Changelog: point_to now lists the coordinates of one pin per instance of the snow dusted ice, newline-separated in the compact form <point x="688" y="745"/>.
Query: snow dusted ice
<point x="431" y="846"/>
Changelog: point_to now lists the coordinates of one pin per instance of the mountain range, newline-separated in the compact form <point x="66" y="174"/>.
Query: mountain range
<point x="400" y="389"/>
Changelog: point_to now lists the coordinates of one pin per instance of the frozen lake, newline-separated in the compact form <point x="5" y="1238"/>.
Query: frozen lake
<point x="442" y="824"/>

▬▬▬

> What you should do:
Restate the records, all of them, precisely as written.

> Exercise result:
Changelog: point_to now lists the coordinates of one pin per instance of the snow dusted ice, newline-separated in the compact form <point x="688" y="745"/>.
Query: snow dusted ice
<point x="431" y="846"/>
Changelog: point_to now lists the coordinates of one pin per instance of the mountain range, newline-separated in the compact form <point x="66" y="174"/>.
Query: mountain range
<point x="400" y="389"/>
Changelog: point_to now lists the coordinates of one pin per instance of the frozen lake, newline-separated in the compact form <point x="5" y="1238"/>.
Query: frozen lake
<point x="442" y="824"/>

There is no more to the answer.